HOW TO COMPLETE THIS TASK ▸ According to the passage on the Human Genome Project, by when will the sequence be completed?

The Human Genome Project now is at a historic turning point, from genomic DNA sequencing to functional genomics. According to the announcement from both public domain and private sector sequencing efforts, a “working draft” of the human genome sequence was just obtained, and the completion of the sequence will be achieved before the end of 2001 (Collins et al. 1998; Venter et al. 1998; Marshall 1999, 2000). The gene discovery and understanding of genetic information will require annotation of the sequence data using bioinformatic tools (Burge and Karlin 1997). Meanwhile, cloning of full-length cDNA has been listed as one of the major tasks of the current phase of genomic science (Collins et al. 1998). The integration of cDNA sequences with the genomic ones will greatly ease the identification of transcriptional units, as well as their mRNA levels and specificities in cells/tissues as a result of a fine regulation of the transcriptional expression at genomic level (Dunham et al. 1999; Hattori et al. 2000). Moreover, the cDNA project links directly to protein structural biology and exerts significant impact on the medical genetics and biotechnology/pharmaceutical industries.

SUPPLIED MATERIAL ▸
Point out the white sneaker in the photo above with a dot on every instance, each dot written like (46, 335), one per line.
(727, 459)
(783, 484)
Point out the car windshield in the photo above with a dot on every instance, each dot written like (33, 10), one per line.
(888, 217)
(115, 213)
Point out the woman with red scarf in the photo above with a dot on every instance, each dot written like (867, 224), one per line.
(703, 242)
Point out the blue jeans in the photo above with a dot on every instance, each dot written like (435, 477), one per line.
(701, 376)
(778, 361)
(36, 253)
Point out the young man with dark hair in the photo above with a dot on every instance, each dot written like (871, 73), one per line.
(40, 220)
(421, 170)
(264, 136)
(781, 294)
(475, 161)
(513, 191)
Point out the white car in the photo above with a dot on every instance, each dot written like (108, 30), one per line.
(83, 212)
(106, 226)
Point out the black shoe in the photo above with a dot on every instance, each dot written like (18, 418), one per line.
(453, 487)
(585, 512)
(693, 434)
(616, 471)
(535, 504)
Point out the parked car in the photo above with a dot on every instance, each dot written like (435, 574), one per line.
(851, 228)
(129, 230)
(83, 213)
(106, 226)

COMPLETED TASK ▸ Before the end of 2001.